◆ Given exercise
Find every line below that contains the word "neck", matching case exactly, and copy each one.

Dataset records
◆ ◆ ◆ ◆

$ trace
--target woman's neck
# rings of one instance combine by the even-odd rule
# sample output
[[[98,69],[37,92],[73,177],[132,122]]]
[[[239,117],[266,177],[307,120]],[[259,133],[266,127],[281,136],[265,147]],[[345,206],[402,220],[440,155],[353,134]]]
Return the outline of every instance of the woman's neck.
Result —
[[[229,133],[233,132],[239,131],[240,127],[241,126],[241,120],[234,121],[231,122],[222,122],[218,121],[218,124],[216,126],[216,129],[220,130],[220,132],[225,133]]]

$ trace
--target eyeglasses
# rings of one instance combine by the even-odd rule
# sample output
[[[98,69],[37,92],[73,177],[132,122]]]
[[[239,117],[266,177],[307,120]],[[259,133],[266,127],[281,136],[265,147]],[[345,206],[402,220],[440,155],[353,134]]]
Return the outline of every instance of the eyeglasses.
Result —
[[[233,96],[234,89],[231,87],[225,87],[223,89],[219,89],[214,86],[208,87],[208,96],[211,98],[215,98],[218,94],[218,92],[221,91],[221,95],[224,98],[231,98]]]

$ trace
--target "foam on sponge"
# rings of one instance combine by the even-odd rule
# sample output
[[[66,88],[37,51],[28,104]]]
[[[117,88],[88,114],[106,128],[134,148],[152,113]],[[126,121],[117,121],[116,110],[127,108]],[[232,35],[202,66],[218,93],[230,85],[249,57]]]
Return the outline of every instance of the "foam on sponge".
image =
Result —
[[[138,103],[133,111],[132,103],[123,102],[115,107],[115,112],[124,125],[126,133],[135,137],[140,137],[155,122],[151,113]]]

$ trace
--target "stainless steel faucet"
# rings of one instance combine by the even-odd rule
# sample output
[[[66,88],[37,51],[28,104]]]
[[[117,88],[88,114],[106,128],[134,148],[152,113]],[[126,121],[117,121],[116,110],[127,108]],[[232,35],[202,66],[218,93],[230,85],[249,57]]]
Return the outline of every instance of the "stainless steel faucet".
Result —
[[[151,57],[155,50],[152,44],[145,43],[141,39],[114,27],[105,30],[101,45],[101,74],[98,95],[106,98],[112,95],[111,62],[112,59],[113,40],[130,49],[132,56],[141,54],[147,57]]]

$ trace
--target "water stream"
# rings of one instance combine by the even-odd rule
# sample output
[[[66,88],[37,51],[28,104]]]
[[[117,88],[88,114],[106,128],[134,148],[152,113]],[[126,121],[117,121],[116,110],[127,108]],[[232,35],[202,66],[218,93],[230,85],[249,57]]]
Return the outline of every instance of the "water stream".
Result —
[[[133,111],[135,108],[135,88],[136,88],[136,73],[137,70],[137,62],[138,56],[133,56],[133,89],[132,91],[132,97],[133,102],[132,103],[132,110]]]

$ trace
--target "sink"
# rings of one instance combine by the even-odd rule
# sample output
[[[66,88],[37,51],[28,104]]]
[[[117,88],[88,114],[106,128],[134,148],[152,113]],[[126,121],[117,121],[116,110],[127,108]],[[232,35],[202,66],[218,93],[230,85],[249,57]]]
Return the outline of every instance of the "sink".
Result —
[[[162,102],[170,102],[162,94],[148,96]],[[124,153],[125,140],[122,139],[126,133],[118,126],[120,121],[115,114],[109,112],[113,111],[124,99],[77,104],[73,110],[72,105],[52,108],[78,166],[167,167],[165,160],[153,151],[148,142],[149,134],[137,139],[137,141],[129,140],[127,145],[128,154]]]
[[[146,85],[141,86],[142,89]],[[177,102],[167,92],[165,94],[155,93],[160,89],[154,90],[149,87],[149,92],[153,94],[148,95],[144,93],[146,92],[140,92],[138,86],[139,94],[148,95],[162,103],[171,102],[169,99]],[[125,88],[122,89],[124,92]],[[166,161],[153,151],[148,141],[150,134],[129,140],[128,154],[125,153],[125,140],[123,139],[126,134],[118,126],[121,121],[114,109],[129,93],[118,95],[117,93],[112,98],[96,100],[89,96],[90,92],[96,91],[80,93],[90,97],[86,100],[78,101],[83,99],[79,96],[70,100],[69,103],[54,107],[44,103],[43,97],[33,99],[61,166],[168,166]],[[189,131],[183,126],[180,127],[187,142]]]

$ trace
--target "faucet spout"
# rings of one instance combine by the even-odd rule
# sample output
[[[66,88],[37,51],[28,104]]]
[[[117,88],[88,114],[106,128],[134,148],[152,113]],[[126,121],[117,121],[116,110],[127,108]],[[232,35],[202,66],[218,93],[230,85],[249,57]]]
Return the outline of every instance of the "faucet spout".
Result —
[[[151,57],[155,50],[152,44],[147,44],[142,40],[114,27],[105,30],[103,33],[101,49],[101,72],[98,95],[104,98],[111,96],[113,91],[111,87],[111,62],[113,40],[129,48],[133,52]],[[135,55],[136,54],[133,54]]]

◆ ◆ ◆ ◆

◆ Task result
--target woman's neck
Return the outline of every instance of the woman's neck.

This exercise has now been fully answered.